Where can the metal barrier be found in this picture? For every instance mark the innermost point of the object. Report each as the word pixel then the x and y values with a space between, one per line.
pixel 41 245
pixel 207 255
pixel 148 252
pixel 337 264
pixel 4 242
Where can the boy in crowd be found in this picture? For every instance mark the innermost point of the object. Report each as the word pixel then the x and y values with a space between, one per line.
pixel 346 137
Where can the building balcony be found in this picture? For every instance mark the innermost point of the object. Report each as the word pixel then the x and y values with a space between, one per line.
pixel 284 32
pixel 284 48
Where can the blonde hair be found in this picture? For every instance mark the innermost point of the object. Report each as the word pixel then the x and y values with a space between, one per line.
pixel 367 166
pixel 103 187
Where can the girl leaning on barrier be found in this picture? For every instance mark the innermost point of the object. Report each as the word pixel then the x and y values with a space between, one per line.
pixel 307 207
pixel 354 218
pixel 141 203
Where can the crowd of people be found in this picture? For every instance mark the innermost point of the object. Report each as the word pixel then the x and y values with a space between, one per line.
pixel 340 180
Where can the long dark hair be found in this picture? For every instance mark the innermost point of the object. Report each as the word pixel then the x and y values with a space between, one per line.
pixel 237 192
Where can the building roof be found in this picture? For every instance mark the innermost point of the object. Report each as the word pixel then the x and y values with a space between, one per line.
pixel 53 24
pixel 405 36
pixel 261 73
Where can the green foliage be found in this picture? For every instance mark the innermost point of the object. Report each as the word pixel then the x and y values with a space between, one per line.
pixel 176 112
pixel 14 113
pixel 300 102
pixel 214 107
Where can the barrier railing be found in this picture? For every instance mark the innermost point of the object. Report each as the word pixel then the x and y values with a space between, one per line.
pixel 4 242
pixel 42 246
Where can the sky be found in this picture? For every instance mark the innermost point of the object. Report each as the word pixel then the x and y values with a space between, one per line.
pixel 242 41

**TASK PROMPT:** The answer must be all of the entries, restated exactly.

**REPLY TO THE EXERCISE:**
Where can the metal barrier be found in this picture? For every instance mark the innermost point of the object. Report each as the word pixel then the x and y values with a space between, one per line.
pixel 41 245
pixel 207 255
pixel 148 252
pixel 337 264
pixel 4 242
Where can the boy in crowd be found in this picture? For every instance mark the innermost point of the object. Report each as the word pixel then the x and y values with a space between, one per line.
pixel 346 137
Where can the building balcony be found in this picture? For every instance mark the innermost point of the object. Report each as the word pixel then the x and y values with a space between, one per line.
pixel 284 32
pixel 284 48
Where can the blonde hair be found in this picture? For every instance mark the innermost point of the object. Report each as the word pixel then the x and y values with a space between, one per line.
pixel 367 166
pixel 103 187
Where can the girl leaning on barrier be found in this picture? For every instance mark the innermost point of the object. Report each as the word pixel then the x and y values with a space between, one per line.
pixel 307 207
pixel 354 218
pixel 141 203
Where can the crowd of people be found in this picture? For every instance mark the innermost point of the object. Report each as the word pixel then the x and y values with a space between, one per line.
pixel 340 180
Where can the long dark hair be found in this picture? For every instance mark the innermost point of the object. Report each as the word pixel then the x and y values with a space between, one per line.
pixel 237 192
Where can the building roof be found in this picture? For every instance mark the innermost point of the object. Report each as the word pixel then the x and y values with a space between, one per line.
pixel 53 24
pixel 405 36
pixel 261 73
Where can the green foliage be found in this picture? For every instance mark the innermost point of the object. Report each as the word pixel then the x and y values with a space between, one per line.
pixel 176 112
pixel 14 113
pixel 300 102
pixel 214 107
Where can the barrier railing be found in this picture? For every instance mark the innermost point of the object. Report each as the word pixel then the x and y values with a space between, one per line.
pixel 4 242
pixel 42 246
Where can the sky be found in this picture? For every instance mark the innermost point of the object. Report each as the word pixel then the x and y values with a space between, one per line.
pixel 242 41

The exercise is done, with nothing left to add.